# Page text

/ Money

Scam protection: FCA proposals will boost complaining power

The FCA has announced proposals to give victims of bank transfer scams more scope to make a complaint, and increase the powers of the Financial Ombudsman Service.

We’ve been campaigning for better protection since launching our super-complaint in September 2016. Under current regulations, you have no right to complain to the bank that received your funds if you think it hasn’t taken sufficient action, but this will soon change.

The proposed changes will also allow victims to escalate complaints to the Financial Ombudsman Service, so this is undoubtedly a step in the right direction.

Sophisticated fraudsters

Victims of this type of money transfer scam have told us that it can be a real struggle to get their complaints heard and to find out what has happened to their missing cash.

This is extremely distressing for people who have often lost life-changing sums to these increasingly sophisticated fraudsters.

We welcome the FCA’s announcement that gives victims new rights to ensure that the recipient banks and building societies are fully engaged in the complaints process and gives them the right to take their case to the Financial Ombudsman if they feel they have been treated unfairly.

Improving protection

In response to our 2016 super-complaint, the PSR set out an action plan to encourage great co-operation between banks, introduce anti-fraud measures and give victims more power to recover their funds. It also announced a contingent reimbursement scheme.

A ‘confirmation of payee’ tool is also due to be rolled out later this year, which will require banks to check the name provided on the transfer against its account records. If it doesn’t match, the customer will be alerted.

These developments and today’s proposals are welcome steps forward as we continue to call for the government, regulators and businesses to do as much as possible to safeguard us all from scams.

We don’t want to see banks getting let off the hook and scammers getting away with fraud. Agree? You can sign our campaign here.

Comments

Banks should be able to trace where money has gone!

They can – and will – if they think it has gone to the wrong place, but if it’s gone to where their customer directed it they see no need to intervene.

(Saved entries)
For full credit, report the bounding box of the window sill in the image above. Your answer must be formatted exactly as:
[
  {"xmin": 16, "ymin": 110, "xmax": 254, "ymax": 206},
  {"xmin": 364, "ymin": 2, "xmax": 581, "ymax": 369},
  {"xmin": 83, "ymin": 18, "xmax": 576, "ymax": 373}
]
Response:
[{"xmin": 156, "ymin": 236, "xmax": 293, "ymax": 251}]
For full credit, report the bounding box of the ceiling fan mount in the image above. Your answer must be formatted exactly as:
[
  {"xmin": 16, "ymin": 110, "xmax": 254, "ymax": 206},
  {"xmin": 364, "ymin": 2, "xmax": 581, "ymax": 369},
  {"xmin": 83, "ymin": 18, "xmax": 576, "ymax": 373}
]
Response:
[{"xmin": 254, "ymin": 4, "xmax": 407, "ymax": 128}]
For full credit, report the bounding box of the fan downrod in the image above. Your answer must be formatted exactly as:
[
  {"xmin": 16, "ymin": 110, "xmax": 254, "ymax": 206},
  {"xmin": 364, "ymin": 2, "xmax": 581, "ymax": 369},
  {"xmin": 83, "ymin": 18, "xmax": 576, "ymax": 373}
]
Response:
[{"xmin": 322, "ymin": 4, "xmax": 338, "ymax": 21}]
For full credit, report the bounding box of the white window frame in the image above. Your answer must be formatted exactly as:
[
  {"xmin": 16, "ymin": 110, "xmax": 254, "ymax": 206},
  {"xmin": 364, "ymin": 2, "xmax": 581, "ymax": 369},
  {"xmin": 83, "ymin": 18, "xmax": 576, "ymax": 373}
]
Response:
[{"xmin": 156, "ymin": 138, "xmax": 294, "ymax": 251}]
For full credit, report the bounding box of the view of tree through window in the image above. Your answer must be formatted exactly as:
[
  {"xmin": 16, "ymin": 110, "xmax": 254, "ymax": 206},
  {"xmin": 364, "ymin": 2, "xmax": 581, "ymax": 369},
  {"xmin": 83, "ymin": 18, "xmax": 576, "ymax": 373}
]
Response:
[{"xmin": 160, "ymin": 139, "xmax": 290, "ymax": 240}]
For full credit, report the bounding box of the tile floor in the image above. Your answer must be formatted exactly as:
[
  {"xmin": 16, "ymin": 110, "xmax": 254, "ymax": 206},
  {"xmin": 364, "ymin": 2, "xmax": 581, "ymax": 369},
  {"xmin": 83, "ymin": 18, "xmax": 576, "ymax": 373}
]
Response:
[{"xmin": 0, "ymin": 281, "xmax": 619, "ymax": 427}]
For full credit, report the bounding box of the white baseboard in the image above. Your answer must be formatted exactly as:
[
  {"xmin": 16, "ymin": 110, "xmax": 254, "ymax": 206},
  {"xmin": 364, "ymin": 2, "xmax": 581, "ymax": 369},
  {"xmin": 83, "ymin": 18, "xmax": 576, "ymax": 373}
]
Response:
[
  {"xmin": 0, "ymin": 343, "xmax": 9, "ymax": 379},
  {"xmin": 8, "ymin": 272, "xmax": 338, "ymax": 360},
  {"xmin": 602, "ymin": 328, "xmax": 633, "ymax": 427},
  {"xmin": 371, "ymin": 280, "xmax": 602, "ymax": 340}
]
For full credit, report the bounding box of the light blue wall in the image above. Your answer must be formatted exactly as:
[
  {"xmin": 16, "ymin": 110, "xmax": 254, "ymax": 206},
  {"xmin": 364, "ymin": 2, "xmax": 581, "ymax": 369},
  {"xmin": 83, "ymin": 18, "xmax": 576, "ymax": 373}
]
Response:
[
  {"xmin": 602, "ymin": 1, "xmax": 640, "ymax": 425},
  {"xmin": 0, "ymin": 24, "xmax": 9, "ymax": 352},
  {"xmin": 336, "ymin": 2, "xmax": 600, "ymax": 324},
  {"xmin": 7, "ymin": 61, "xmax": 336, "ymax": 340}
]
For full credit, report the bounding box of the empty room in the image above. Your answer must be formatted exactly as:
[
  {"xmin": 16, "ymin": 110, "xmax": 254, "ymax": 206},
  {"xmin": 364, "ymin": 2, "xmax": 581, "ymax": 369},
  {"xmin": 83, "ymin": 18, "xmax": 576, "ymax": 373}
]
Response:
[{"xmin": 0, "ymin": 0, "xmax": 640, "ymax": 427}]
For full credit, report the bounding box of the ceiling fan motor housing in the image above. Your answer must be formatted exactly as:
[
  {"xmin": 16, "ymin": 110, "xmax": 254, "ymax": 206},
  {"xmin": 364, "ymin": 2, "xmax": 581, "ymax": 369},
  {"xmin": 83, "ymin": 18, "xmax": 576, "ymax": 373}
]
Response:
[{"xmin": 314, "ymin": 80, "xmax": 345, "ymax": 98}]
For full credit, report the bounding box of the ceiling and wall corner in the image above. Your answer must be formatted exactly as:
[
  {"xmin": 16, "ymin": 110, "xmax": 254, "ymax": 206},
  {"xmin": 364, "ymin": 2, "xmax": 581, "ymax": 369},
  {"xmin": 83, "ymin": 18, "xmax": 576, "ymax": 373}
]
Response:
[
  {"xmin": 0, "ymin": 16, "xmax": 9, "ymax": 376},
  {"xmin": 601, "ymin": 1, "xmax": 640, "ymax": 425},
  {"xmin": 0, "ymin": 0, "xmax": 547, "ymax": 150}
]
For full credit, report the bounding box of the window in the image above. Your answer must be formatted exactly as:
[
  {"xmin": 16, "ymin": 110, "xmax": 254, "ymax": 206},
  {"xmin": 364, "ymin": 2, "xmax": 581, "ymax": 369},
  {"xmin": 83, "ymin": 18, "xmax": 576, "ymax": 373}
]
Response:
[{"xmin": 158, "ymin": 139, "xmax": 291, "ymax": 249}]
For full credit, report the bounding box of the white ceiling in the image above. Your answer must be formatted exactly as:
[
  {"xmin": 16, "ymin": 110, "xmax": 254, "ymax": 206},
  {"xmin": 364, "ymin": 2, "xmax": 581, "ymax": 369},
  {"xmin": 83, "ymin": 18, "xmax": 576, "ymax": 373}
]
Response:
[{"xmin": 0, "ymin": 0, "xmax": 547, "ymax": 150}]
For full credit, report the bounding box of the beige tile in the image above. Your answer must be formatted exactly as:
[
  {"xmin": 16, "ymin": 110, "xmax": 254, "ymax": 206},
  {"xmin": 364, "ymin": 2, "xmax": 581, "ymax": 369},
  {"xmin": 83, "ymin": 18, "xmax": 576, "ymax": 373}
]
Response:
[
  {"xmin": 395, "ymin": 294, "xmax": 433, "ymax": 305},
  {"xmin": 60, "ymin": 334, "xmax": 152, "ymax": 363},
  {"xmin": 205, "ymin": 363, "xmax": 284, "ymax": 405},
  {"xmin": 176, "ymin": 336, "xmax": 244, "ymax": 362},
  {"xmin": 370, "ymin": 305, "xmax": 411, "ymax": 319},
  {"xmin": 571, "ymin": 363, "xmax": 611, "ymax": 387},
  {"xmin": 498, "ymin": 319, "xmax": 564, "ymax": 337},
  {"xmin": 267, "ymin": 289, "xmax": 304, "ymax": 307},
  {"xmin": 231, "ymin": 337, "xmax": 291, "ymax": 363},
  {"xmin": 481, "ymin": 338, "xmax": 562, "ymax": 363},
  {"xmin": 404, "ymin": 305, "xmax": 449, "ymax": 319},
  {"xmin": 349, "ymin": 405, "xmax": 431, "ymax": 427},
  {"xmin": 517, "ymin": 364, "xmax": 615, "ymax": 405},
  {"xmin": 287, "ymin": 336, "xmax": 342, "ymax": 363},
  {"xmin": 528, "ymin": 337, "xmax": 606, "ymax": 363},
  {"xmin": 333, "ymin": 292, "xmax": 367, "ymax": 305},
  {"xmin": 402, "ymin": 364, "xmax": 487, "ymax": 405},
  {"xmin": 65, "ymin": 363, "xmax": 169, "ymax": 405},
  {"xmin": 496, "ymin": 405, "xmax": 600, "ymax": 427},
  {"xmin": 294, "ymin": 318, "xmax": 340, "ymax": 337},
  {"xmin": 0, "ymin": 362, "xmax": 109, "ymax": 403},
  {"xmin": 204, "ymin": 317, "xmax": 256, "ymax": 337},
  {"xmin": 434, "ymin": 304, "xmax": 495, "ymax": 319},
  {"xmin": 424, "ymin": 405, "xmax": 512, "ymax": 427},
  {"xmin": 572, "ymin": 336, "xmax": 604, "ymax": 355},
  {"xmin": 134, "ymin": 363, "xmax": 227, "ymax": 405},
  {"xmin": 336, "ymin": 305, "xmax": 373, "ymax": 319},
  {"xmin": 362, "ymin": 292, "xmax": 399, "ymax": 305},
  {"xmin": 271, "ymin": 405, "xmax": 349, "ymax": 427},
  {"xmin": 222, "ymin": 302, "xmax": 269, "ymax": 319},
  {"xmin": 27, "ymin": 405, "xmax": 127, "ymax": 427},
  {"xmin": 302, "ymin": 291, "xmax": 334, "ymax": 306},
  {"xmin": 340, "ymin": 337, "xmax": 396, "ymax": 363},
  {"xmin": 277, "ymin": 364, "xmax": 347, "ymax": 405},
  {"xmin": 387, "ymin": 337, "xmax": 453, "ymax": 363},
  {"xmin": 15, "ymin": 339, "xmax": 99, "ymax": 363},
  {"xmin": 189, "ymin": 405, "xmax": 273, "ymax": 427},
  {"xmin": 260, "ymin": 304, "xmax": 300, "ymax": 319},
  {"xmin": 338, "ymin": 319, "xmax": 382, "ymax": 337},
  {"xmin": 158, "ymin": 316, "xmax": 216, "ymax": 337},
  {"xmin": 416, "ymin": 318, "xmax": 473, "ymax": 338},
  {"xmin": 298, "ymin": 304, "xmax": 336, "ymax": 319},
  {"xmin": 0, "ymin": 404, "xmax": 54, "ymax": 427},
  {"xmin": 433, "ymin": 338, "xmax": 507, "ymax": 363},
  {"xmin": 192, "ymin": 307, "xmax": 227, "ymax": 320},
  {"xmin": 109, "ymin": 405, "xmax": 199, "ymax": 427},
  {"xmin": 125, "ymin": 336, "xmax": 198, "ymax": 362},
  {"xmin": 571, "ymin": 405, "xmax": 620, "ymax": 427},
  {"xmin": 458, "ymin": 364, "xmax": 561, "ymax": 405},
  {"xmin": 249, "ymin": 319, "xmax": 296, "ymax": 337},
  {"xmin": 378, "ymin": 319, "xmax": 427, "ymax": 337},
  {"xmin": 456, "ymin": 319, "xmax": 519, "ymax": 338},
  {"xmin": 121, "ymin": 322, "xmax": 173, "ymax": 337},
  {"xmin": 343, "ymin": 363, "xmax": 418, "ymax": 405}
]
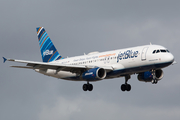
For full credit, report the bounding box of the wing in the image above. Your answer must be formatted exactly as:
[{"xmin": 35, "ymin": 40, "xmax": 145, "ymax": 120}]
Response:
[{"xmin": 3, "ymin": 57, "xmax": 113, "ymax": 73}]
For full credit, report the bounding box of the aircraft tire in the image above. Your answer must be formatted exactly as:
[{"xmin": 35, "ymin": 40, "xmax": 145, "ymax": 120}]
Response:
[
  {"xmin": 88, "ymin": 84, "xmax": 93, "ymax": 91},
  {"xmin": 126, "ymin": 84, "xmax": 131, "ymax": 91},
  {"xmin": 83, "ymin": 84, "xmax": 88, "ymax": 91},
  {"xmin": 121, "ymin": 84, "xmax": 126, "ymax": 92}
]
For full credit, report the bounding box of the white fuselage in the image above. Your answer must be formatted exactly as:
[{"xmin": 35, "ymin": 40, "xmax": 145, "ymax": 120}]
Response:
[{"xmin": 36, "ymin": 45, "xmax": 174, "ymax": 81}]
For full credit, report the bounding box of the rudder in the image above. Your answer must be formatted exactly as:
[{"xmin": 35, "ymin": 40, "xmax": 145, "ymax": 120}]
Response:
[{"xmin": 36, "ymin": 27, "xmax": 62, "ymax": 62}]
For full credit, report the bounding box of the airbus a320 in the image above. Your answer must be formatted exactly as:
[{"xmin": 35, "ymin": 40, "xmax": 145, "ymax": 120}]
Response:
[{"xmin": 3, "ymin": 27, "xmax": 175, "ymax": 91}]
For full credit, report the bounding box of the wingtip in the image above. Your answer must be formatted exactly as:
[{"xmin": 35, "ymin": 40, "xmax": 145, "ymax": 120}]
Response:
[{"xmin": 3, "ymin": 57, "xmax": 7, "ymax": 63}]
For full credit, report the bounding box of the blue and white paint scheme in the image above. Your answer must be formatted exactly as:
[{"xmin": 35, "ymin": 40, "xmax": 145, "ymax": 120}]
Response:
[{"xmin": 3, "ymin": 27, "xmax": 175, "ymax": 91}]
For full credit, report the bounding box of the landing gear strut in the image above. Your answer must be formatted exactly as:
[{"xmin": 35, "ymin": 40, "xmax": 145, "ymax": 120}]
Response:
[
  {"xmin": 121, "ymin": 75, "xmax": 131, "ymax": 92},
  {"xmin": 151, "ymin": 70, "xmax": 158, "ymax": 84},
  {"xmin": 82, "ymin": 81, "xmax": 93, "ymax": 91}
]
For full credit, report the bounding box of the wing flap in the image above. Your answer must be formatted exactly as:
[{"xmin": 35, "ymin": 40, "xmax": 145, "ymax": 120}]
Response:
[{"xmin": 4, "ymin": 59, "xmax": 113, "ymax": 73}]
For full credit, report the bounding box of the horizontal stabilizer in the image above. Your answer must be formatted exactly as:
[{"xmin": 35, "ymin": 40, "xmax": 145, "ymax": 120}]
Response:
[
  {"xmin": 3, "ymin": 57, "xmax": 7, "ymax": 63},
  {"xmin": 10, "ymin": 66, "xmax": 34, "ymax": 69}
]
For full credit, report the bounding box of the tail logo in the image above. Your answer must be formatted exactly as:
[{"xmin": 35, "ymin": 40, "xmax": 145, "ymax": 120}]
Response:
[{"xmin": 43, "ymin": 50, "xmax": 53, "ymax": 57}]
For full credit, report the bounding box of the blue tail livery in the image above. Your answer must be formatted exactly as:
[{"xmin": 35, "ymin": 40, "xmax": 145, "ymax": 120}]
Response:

# Set tasks
a) Summarize the article on scam protection in two sentences.
b) Carry on the article on scam protection, starting right after its final line.

# The results
a) The FCA has proposed letting victims of bank transfer scams complain to the bank that received their money and escalate their case to the Financial Ombudsman Service, which the writers welcome after campaigning since their super-complaint of September 2016. In response to that super-complaint, the PSR set out an action plan and announced a contingent reimbursement scheme, and a "confirmation of payee" tool that checks the name on a transfer against account records is due to be rolled out later this year.

b)
When I was banking with Barclays their computer blocked a debit card payment of £5 (to Mozilla) because it was “unusual” because it was going to the USA and I had to explain it. If they could do that for such a small sum they could surely get their computer to block the extremely rapid payment out of the large sums typical of the bank transfer scams unless the account holder could explain why such a transaction was occurring on an account which hadn’t a history of such transactions. This might not stop it entirely but ought to make it more difficult for the fraudsters.

Banks are VERY quick to know when THEY have lost, even a few coppers, but when it is a customers money there is always an excuse for them not being able to retrieve or assist in retrieving your money.
Do not forget that as a business customer we are paying for this terrible service.

Also, it is about time that banks accept that contactless cards are not safe. I believe banks have stated that they will refund money after the card has been reported as compromise, by then your copied card has been used to empty your account & it is only when your account is empty that you know your card has been copied. To my mind it makes the banks as corrupt as the thieves

I think they could do more if they could be bothered. Surely in this advanced technological age there should be some sort of mechanism? I bet they’ll come up with something pretty quickly if they think they might be fined for failing to protect their customers. Goodness knows how we’ve propped THEM up in the last few years – time to give back – and then maybe they might justify paying bonuses to people who are just doing the job they are paid to do.

Morris Manson says:
5 July 2018

It took me over 40 minutes and immense amounts of info to set up a second current account with the Coop bank whom I have been with for well over 45 years !! so this setting up of scam accounts that can be opened and immediately closed when funds have been transferred should be controlled and perhaps outlawed by the National and international banking system – this is at the very heart of these scams – namely that the receiving account cannot be traced. Time for the banks to take responsibility !

Shirley says:
5 July 2018

Banks should know their customers better, and know when something is out of the customers usual order. Any large amounts should certainly be delayed until they have contacted the customer to confirm
After all they are the trustees of our money, and they do not pay decent interest whilst using our money.

Tony Osborne says:
5 July 2018

I have said for years……
The receiving bank should, on receipt of a crime number, refund all the fraudulently obtained money.
It is then up to them to reclaim the money from their customer.
If they can’t find their customer, they haven’t checked properly when they opened the account.
That would concentrate their minds.

Just a thought … I bank with the Nationwide and they have some very good security measures in place to determine that it is, in fact, me when I call them yet shouldn’t it be a two way thing so that I am also certain that I am talking to the right people ? e.g. I recently responded to a voice mail, supposedly from Nationwide, asking me to call an 0800 number regarding a recent ISA transaction. In the end we did establish that the call was genuine but surely it would have been simpler if I was allowed to ask them to provide me with a particular piece of information, about myself, from their records. This could be something as simple as me selecting a random transaction, from a recent statement, and then asking them who I paid a specific amount of money to on a specific date e.g. Who did I pay £53.22 on 16th March 2018 ? If they answer correctly (i.e. Wyevale Garden Centre) then there is a pretty good chance that I am talking to my bank.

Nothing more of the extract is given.